■ Task goal
Reproduce the reladiff Python API reference below word for word, from start to finish.

■ Source extract
Python API Reference

reladiff.connect(db_conf: str | dict, thread_count: int | None = 1, shared: bool = True) → Database

Connect to a database using the given database configuration.

Configuration can be given either as a URI string, or as a dict of {option: value}.

The dictionary configuration uses the same keys as the TOML ‘database’ definition given with –conf.

thread_count determines the max number of worker threads per database, if relevant. None means no limit.

Parameters:

db_conf (str | dict) – The configuration for the database to connect. URI or dict.
thread_count (int, optional) – Size of the threadpool. Ignored by cloud databases. (default: 1)
shared (bool) – Whether to cache and return the same connection for the same db_conf. (default: True)

Note: For non-cloud databases, a low thread-pool size may be a performance bottleneck.

Supported drivers: - postgresql - mysql - oracle - snowflake - bigquery - redshift - presto - databricks - trino - clickhouse - vertica

Example

>>> connect("mysql://localhost/db")
<sqeleton.databases.mysql.MySQL object at ...>
>>> connect({"driver": "mysql", "host": "localhost", "database": "db"})
<sqeleton.databases.mysql.MySQL object at ...>

Connects to the given database, and creates a TableSegment instance

Parameters:

db_info – Either a URI string, dict of connection options or a reladiff AbstractDatabase type.
table_name – Name of the table as a string, or a tuple that signifies the path.
key_columns – Names of the key columns
thread_count – Number of threads for this connection (only if using a threadpooled db implementation)

See also

connect()

■ Record set
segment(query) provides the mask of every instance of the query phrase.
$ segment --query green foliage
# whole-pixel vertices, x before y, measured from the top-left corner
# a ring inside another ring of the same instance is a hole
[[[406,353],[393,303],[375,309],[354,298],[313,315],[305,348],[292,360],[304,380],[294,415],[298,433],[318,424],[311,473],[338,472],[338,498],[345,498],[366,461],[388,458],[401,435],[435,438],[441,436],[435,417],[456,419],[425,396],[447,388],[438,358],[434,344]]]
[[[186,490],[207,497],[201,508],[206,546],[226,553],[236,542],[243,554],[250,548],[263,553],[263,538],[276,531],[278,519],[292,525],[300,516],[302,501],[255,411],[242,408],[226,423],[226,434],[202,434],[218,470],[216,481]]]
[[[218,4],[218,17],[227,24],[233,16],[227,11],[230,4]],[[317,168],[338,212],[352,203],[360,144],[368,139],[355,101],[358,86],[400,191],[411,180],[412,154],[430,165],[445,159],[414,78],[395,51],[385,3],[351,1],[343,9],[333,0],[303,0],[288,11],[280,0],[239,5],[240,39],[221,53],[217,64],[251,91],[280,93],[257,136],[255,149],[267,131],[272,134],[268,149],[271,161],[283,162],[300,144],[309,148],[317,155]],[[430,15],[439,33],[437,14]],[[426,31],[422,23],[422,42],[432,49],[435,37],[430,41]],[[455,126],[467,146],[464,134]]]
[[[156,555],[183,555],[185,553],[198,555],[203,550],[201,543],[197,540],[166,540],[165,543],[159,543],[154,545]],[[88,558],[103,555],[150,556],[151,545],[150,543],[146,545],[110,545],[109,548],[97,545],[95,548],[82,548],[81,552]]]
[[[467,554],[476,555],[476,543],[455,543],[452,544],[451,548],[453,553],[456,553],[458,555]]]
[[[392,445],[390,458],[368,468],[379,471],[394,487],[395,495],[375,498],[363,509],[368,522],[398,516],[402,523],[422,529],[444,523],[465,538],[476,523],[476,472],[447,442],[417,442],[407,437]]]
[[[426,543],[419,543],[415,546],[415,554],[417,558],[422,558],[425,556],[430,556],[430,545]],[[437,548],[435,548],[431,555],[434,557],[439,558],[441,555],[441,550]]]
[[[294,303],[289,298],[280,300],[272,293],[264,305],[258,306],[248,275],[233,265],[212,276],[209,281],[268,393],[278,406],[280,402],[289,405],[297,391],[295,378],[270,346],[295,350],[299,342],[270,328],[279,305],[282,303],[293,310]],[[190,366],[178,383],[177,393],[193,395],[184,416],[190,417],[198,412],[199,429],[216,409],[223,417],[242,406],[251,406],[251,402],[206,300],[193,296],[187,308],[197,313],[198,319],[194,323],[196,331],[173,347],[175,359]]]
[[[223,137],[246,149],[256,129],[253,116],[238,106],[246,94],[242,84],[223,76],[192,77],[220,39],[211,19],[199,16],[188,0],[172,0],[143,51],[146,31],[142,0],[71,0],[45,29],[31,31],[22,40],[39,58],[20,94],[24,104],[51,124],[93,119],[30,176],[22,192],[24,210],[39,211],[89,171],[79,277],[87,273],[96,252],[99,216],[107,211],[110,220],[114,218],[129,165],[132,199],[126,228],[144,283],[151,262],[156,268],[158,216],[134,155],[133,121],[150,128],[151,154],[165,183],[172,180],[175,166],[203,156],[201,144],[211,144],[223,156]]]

■ Task response
Python API Reference

reladiff.connect(db_conf: str | dict, thread_count: int | None = 1, shared: bool = True) → Database

Connect to a database using the given database configuration.

Configuration can be given either as a URI string, or as a dict of {option: value}.

The dictionary configuration uses the same keys as the TOML ‘database’ definition given with –conf.

thread_count determines the max number of worker threads per database, if relevant. None means no limit.

Parameters:

db_conf (str | dict) – The configuration for the database to connect. URI or dict.
thread_count (int, optional) – Size of the threadpool. Ignored by cloud databases. (default: 1)
shared (bool) – Whether to cache and return the same connection for the same db_conf. (default: True)

Note: For non-cloud databases, a low thread-pool size may be a performance bottleneck.

Supported drivers: - postgresql - mysql - oracle - snowflake - bigquery - redshift - presto - databricks - trino - clickhouse - vertica

Example

>>> connect("mysql://localhost/db")
<sqeleton.databases.mysql.MySQL object at ...>
>>> connect({"driver": "mysql", "host": "localhost", "database": "db"})
<sqeleton.databases.mysql.MySQL object at ...>

Connects to the given database, and creates a TableSegment instance

Parameters:

db_info – Either a URI string, dict of connection options or a reladiff AbstractDatabase type.
table_name – Name of the table as a string, or a tuple that signifies the path.
key_columns – Names of the key columns
thread_count – Number of threads for this connection (only if using a threadpooled db implementation)

See also

connect()